Selection =>
A few notes for people following this issue.

I'm new to Raspberry Pi, and what follows is from my poking at this with a new Pi Zero and Enviro+ with a fresh Raspbian Stretch install from the latest 2019-04-08 image.

But I did get sound working!

If you Google search getting the MEMS mic to work, you'll like land on this article at Adafruit. Don't follow that as-is, it's pretty old and leads your through a lot of unnecessary work.

First, do not use rpi-update to get your system up to date. For the driver stuff, a simple apt-get update and apt-get upgrade is good enough. Or you can use the Pimoroni update script that does that plus updates your python libraries.

Second, you do not need to run rpi-source to download and recompile the kernel. Just install the kernel headers with sudo apt-get install raspberrypi-kernel-headers as mentioned in the second answer here on StackExchange

After that, get the kernel module source and follow the rest of the instructions from the Adafruit article.

Since I have a Pi Zero, I had to change the module source as instructed. And to test the volume control (in the bottom of the Adafruit article) I had to change the name from "Boost Capture Volume" to "Master Capture Volume" (which was down a ways in this thread).

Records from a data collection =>
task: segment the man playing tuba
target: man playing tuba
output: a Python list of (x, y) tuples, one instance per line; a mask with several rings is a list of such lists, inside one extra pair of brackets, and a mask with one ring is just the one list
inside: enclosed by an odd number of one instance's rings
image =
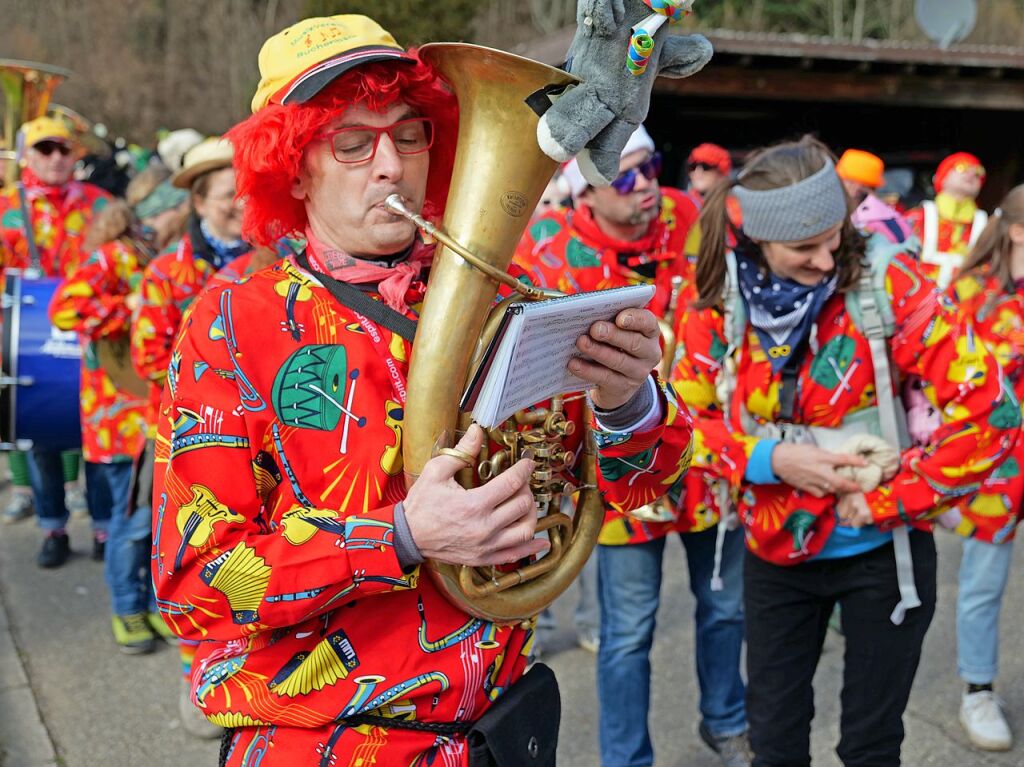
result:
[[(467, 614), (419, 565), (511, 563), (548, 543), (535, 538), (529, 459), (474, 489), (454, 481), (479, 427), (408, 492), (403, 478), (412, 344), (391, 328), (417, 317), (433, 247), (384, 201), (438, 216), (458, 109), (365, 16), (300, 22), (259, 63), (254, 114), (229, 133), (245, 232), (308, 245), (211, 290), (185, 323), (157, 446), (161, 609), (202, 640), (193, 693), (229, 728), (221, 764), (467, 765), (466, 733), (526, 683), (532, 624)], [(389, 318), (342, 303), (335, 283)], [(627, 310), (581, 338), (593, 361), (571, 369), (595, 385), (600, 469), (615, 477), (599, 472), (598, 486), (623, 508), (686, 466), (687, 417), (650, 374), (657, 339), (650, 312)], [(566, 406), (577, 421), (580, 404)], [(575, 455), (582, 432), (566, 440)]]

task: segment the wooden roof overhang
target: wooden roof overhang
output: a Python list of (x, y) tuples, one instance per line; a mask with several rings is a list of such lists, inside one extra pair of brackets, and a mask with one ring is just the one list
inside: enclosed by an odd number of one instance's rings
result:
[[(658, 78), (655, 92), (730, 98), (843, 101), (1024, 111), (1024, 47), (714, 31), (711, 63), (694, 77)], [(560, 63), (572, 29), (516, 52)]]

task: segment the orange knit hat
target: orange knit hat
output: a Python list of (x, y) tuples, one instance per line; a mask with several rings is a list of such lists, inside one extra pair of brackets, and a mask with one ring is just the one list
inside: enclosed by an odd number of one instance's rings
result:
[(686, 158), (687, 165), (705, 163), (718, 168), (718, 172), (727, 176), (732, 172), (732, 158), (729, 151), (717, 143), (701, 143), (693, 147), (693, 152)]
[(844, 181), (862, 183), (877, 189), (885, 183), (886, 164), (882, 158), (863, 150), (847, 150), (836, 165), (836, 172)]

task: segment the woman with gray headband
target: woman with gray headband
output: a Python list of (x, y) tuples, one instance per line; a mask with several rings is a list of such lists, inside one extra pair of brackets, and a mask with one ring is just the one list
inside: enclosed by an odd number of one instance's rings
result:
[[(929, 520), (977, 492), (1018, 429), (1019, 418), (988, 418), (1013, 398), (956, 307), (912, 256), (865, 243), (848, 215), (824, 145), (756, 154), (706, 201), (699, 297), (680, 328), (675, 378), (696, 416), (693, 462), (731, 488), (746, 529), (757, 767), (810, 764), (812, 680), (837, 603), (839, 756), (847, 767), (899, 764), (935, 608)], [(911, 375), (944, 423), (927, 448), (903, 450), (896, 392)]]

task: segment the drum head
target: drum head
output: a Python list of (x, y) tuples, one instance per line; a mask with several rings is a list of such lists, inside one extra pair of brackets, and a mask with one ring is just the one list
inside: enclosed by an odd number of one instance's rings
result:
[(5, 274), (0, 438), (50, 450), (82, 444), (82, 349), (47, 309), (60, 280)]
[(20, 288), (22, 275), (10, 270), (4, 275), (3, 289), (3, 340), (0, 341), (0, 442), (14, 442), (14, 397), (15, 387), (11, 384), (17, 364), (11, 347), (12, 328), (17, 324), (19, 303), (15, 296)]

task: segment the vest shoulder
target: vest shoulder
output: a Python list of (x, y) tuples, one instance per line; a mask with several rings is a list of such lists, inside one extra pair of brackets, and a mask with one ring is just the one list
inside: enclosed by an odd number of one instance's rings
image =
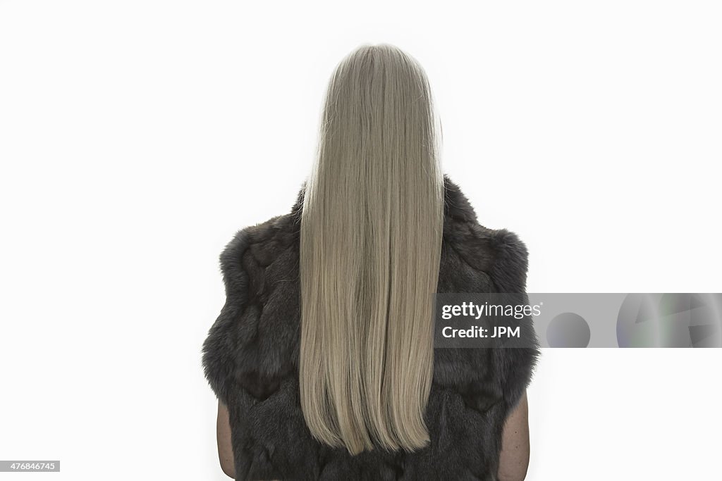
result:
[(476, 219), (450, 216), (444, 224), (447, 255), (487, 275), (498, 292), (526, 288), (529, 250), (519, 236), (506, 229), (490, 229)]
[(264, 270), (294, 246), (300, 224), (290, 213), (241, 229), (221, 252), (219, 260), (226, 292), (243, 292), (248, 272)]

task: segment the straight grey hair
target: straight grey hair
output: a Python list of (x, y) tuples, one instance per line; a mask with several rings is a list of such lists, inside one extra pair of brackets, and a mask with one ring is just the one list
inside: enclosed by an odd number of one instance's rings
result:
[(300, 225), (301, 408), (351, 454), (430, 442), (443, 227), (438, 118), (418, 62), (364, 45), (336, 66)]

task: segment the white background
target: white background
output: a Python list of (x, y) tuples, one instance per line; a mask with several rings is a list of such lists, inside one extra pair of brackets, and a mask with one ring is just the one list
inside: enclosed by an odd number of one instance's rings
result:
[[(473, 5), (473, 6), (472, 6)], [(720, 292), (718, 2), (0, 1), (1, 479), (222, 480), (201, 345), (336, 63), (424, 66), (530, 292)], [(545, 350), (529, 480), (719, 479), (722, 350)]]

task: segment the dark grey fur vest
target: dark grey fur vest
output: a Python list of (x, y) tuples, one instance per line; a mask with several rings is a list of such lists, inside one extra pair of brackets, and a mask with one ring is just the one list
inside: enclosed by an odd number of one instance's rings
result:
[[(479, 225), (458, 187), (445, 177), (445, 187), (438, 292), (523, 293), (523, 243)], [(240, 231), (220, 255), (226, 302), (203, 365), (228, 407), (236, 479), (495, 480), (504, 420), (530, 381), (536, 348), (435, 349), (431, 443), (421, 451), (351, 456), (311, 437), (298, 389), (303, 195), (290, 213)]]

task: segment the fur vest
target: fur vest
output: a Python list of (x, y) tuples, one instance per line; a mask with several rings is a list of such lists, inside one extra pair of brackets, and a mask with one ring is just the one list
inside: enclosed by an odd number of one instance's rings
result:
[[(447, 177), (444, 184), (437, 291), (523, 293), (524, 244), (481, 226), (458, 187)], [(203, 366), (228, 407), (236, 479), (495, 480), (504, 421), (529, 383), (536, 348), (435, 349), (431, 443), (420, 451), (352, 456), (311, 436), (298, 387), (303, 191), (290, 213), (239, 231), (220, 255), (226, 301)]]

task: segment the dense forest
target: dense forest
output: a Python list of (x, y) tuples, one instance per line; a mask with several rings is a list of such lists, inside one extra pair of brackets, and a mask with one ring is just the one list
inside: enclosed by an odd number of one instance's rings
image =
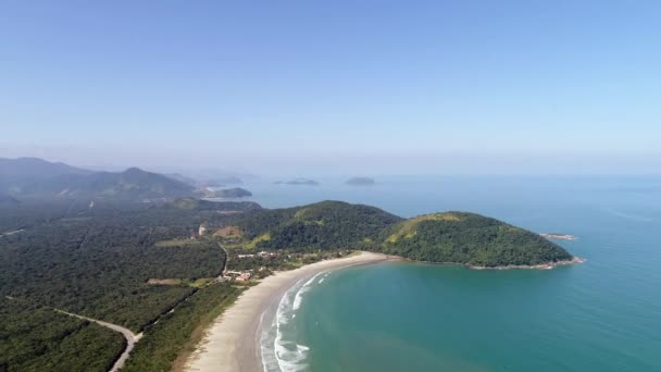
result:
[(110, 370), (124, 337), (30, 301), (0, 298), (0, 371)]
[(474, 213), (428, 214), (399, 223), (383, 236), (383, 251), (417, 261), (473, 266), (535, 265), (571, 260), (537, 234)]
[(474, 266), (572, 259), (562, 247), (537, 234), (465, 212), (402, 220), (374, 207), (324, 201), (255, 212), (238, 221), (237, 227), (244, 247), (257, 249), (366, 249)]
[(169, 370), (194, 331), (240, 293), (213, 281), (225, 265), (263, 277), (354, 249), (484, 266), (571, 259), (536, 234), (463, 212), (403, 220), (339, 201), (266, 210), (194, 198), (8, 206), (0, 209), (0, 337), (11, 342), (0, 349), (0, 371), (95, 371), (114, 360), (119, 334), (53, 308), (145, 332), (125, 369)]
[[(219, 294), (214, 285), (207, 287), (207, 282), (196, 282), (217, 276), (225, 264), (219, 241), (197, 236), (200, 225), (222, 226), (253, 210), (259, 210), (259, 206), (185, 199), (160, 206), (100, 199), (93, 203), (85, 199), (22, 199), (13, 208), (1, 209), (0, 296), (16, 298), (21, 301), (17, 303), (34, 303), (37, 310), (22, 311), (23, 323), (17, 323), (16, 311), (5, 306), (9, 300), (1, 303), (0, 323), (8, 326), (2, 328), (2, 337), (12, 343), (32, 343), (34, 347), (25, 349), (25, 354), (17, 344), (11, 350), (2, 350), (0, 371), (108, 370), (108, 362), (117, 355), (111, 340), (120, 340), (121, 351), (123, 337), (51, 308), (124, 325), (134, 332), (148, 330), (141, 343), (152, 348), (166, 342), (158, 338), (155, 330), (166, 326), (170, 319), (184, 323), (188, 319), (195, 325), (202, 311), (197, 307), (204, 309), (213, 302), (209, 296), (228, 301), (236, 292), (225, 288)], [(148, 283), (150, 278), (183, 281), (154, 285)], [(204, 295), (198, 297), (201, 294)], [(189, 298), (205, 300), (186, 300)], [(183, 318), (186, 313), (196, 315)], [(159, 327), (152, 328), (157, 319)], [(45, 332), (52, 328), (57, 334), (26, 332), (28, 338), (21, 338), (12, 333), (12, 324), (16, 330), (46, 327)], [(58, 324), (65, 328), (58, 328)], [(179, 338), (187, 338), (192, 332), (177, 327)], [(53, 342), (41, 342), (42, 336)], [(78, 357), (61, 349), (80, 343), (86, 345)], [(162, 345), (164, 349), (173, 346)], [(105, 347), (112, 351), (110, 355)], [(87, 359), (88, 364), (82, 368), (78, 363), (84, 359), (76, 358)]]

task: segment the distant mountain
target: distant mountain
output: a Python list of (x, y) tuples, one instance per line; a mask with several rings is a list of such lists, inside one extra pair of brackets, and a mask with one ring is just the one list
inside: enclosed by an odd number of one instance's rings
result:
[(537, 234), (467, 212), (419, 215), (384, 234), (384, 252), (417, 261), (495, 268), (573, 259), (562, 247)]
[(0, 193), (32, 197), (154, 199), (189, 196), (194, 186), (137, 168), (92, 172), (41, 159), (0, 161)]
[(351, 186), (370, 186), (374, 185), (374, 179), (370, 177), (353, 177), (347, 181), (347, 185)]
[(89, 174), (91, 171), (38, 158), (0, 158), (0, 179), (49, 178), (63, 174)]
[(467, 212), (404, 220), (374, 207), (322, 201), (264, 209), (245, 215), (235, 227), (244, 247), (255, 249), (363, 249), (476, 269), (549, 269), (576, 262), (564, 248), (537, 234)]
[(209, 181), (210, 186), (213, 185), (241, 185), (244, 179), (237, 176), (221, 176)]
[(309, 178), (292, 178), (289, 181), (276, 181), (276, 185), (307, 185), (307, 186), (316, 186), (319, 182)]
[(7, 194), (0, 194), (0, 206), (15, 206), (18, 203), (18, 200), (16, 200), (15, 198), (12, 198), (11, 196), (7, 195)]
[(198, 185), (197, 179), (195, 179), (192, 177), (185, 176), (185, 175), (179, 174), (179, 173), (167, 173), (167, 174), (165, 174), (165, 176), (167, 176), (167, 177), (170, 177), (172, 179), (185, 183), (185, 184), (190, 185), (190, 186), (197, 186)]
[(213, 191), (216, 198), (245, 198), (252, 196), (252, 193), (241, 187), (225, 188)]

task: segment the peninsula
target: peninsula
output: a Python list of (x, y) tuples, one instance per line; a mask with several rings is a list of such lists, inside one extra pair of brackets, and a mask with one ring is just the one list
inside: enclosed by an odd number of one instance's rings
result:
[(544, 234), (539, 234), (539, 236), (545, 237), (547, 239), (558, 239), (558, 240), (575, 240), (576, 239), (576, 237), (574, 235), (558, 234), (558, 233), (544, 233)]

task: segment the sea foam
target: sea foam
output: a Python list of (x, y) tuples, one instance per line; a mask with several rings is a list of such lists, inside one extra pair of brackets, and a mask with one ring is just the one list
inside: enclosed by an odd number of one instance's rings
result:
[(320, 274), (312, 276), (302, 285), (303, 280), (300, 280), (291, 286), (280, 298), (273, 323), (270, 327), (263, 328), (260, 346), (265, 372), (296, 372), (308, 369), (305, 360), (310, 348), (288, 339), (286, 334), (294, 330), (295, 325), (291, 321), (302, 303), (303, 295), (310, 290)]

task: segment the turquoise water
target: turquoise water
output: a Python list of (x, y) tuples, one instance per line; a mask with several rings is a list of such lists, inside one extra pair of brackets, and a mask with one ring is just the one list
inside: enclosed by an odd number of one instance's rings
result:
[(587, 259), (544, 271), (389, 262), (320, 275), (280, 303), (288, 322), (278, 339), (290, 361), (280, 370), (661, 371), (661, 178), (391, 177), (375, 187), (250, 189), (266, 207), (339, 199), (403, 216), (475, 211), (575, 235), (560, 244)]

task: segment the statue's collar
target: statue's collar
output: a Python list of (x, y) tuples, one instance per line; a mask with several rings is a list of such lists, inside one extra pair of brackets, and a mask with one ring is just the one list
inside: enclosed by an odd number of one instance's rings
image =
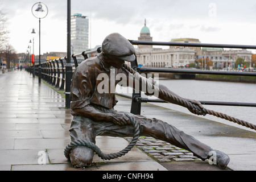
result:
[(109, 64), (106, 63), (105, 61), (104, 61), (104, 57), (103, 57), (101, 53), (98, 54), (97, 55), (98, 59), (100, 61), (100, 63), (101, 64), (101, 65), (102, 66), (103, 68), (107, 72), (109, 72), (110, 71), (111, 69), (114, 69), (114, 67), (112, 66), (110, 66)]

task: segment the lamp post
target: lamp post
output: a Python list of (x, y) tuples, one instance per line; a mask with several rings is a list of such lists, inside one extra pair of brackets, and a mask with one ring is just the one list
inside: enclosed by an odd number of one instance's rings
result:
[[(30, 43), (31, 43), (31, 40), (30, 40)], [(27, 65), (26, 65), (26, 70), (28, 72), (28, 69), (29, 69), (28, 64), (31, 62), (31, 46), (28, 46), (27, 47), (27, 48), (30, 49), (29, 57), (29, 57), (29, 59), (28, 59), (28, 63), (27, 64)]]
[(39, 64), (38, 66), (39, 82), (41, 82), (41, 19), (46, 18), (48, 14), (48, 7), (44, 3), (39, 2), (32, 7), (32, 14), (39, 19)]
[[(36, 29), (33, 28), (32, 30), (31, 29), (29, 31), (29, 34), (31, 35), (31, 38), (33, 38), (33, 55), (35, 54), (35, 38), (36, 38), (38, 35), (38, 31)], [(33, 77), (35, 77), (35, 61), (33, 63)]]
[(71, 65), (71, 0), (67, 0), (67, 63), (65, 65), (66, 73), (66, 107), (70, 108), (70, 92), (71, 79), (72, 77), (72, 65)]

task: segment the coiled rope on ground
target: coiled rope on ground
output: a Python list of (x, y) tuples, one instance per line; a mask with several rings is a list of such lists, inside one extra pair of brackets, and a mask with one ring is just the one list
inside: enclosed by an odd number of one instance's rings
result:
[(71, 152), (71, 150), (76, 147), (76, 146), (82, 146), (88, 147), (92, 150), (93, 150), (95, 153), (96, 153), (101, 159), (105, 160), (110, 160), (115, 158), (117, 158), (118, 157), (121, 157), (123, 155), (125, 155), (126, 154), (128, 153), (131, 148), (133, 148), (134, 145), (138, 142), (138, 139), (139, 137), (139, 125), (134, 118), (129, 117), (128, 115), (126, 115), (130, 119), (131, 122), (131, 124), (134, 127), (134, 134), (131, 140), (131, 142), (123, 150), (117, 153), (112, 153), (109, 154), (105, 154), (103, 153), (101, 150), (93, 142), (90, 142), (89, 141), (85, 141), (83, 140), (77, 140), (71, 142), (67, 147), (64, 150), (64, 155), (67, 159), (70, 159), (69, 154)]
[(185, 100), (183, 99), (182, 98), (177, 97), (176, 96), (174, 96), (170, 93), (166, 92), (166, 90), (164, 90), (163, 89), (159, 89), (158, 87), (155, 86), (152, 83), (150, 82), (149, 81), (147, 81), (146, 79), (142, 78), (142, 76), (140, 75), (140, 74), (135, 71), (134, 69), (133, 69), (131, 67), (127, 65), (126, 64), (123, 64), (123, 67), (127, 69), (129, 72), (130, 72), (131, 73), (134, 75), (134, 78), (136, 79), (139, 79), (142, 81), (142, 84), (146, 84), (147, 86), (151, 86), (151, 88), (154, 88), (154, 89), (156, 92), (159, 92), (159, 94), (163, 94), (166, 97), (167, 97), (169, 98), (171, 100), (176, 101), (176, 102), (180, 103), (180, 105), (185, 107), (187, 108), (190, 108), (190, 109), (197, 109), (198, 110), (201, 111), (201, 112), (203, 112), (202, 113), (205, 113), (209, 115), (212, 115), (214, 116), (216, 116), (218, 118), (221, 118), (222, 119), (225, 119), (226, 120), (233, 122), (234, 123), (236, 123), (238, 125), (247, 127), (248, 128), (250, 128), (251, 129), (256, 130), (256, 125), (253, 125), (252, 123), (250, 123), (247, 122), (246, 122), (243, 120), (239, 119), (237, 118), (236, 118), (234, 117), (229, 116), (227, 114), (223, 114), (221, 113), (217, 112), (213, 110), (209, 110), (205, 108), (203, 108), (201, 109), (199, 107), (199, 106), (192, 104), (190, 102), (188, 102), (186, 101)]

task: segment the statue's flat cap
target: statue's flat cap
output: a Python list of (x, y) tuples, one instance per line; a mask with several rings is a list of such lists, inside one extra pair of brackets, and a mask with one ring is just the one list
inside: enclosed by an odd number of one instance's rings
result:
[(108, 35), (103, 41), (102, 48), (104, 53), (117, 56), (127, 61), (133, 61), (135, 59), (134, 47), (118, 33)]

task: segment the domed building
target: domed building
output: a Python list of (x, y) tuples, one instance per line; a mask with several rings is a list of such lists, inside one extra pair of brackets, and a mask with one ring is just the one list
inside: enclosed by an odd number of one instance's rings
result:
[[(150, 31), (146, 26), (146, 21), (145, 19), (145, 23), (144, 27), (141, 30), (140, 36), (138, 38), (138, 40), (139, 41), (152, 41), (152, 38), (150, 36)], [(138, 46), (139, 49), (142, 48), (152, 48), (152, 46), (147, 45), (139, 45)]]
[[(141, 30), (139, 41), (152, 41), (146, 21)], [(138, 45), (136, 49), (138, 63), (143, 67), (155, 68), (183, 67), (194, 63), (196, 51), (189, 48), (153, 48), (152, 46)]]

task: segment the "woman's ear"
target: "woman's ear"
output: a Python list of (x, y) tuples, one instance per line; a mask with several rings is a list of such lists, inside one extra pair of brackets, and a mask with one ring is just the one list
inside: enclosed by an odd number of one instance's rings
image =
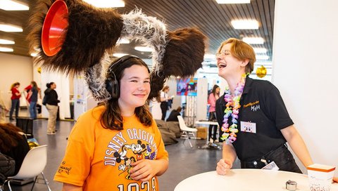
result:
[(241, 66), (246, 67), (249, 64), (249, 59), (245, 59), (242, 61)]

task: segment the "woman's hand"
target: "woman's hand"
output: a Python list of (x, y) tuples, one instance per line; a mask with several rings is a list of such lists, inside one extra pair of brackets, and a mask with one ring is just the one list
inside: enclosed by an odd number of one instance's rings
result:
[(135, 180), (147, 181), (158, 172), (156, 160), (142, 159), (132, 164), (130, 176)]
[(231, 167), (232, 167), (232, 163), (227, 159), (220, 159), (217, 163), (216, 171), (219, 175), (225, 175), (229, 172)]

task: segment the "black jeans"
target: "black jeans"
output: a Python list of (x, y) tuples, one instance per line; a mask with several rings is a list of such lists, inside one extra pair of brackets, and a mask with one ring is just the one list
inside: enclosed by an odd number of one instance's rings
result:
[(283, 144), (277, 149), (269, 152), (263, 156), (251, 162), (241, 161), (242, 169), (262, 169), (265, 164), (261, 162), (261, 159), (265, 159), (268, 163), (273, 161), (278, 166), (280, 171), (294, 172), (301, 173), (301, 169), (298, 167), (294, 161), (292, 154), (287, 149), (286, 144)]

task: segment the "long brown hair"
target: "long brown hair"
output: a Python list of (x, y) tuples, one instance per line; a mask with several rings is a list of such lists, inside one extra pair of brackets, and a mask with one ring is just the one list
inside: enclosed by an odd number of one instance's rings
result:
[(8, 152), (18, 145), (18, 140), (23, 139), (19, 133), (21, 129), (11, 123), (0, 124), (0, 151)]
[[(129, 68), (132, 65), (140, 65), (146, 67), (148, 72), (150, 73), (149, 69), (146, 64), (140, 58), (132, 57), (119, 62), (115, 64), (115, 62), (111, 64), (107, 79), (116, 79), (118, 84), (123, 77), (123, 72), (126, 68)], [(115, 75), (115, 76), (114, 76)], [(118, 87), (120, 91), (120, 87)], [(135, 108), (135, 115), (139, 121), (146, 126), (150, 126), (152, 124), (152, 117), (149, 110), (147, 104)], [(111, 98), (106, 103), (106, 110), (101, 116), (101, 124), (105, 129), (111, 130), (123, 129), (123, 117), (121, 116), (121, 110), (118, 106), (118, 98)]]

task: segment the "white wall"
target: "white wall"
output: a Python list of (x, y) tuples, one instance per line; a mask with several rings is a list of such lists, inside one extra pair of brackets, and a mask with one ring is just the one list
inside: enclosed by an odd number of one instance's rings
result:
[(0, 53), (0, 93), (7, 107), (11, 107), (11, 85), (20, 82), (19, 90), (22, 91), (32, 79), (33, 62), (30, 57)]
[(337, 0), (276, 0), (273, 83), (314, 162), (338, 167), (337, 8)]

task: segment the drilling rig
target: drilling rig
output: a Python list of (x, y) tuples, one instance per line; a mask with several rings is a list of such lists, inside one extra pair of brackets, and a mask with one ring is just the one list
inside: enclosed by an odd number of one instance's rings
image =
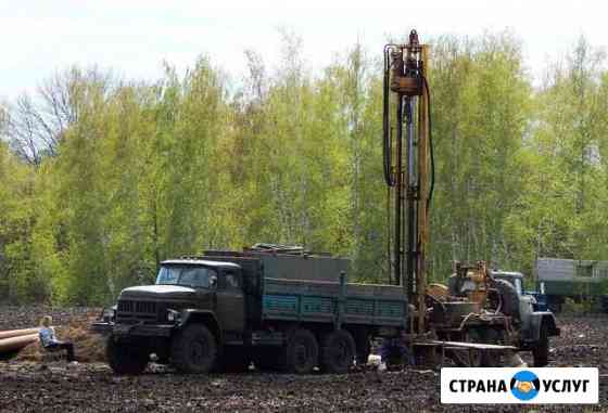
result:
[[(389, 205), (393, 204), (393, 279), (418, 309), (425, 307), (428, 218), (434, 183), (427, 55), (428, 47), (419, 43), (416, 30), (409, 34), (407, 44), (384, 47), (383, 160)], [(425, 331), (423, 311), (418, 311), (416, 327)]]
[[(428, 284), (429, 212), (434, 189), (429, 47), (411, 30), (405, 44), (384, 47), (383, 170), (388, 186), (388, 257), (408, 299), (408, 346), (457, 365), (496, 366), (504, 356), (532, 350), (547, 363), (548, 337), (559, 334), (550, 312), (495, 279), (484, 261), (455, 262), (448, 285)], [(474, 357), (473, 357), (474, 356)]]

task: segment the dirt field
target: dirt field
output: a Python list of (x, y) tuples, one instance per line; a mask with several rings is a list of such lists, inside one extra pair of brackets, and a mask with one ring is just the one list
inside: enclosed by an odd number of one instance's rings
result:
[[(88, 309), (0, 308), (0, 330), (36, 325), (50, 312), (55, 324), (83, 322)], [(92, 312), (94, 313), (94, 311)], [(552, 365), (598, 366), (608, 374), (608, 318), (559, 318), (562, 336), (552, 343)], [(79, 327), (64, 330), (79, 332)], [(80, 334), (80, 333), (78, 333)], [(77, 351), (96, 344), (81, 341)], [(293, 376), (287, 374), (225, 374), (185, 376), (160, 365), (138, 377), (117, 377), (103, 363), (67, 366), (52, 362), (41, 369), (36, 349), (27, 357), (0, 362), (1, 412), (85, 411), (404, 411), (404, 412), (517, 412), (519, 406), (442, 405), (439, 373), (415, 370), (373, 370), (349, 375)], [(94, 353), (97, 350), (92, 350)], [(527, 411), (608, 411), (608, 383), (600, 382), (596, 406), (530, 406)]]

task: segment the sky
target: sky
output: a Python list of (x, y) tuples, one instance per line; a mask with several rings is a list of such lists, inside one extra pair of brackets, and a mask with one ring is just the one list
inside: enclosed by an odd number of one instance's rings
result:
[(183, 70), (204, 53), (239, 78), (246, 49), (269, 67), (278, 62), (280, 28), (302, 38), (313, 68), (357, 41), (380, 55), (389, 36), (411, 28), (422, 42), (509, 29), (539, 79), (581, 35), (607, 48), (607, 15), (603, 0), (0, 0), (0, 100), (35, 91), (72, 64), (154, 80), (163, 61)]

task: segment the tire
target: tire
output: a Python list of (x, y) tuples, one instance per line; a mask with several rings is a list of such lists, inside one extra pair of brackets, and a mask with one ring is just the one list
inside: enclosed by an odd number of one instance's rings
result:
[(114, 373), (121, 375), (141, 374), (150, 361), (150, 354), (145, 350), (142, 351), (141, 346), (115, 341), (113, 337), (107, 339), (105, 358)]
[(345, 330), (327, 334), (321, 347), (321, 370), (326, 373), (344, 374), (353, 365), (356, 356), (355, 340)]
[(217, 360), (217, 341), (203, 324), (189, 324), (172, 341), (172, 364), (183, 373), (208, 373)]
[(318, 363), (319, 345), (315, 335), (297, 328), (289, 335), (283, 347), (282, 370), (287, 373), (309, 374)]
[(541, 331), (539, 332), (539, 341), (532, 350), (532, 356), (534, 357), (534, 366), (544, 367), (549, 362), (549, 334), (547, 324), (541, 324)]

What you will do => Quote the passage from the text on getting the microphone to work, everything from "If you Google" down to "the Adafruit article.". Rely only on the text about getting the microphone to work, not on the material.

Reply =>
If you Google search getting the MEMS mic to work, you'll like land on this article at Adafruit. Don't follow that as-is, it's pretty old and leads your through a lot of unnecessary work.

First, do not use rpi-update to get your system up to date. For the driver stuff, a simple apt-get update and apt-get upgrade is good enough. Or you can use the Pimoroni update script that does that plus updates your python libraries.

Second, you do not need to run rpi-source to download and recompile the kernel. Just install the kernel headers with sudo apt-get install raspberrypi-kernel-headers as mentioned in the second answer here on StackExchange

After that, get the kernel module source and follow the rest of the instructions from the Adafruit article.